▶ ACTIONS TO TAKE:
(1) In the snapshot post, how often are snapshots taken in the example?
(2) Copy out the snapshot post from "This schema represents" down to "at that time.", swapping "inventory" for "stock".

▶ TEXT BLOCK:

Monday, September 30, 2013

Adding Min and Max Date Functionality to a Snapshot Fact Table

     When generating periodic snapshots of your data, analysts may want to view that data in ways that may be different than the time frame of capture. For example, you could take snapshots of your company's parts inventory several times a day, once a day, several times a month, once a month, once a quarter, etc. But some analysts may want to report on this data by day, by month, by quarter, by year and by either the state of the inventory by the beginning of the time period or by the end of that period. How do we model this data to allow for this kind of analysis?

     For this example, let's expand upon the company parts and imagine we're dealing with a piece of data that looks like the following and the snapshot schedule is daily:


Figure 1. Source System Inventory Schema


This schema represents the parts inventory quantities, grouped by departments, for a company.  Whenever the data warehouse snapshots the data from this schema a date and time of the snapshot is captured so we can deduce what the inventory state was at that time.

▶ INFORMATION PROVIDED:
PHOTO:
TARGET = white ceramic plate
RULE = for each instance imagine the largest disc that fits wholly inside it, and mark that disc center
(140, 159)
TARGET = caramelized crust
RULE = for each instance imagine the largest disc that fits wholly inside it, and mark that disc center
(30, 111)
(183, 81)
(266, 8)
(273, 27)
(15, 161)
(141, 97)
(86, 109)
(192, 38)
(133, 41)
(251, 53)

---

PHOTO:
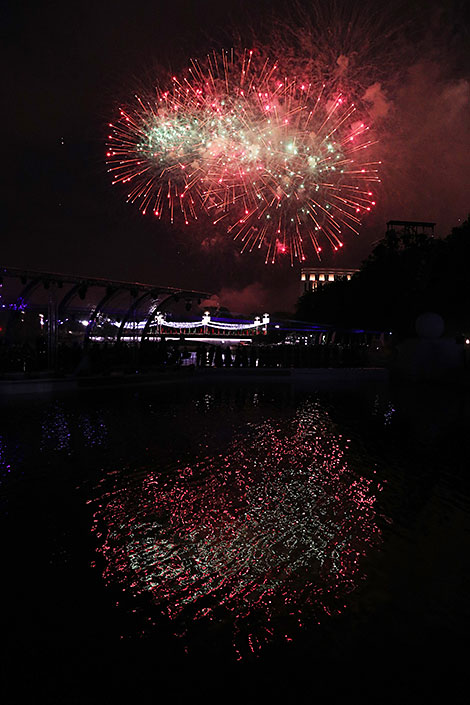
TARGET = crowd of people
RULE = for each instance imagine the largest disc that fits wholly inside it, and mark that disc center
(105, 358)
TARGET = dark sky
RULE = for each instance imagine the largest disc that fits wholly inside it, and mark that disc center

---

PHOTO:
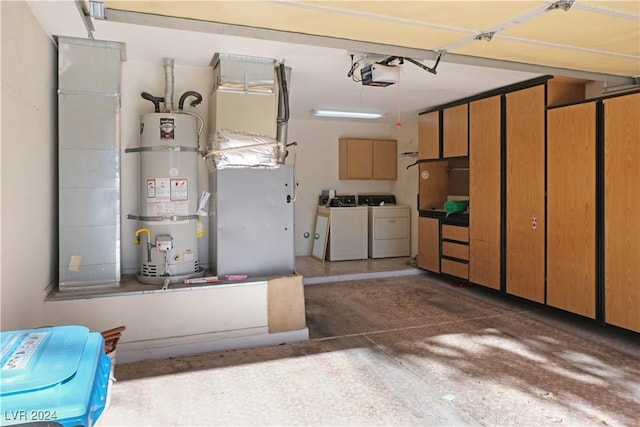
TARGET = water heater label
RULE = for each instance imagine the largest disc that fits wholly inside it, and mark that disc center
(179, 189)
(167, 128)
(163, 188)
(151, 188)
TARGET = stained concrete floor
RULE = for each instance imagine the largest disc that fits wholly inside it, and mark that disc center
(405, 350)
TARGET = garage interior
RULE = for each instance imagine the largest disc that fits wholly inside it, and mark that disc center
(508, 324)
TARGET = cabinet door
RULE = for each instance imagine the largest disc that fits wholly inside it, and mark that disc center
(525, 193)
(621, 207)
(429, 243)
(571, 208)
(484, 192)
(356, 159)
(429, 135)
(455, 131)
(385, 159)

▶ FINAL RESULTS:
(1) Daily.

(2)
This schema represents the parts stock quantities, grouped by departments, for a company.  Whenever the data warehouse snapshots the data from this schema a date and time of the snapshot is captured so we can deduce what the stock state was at that time.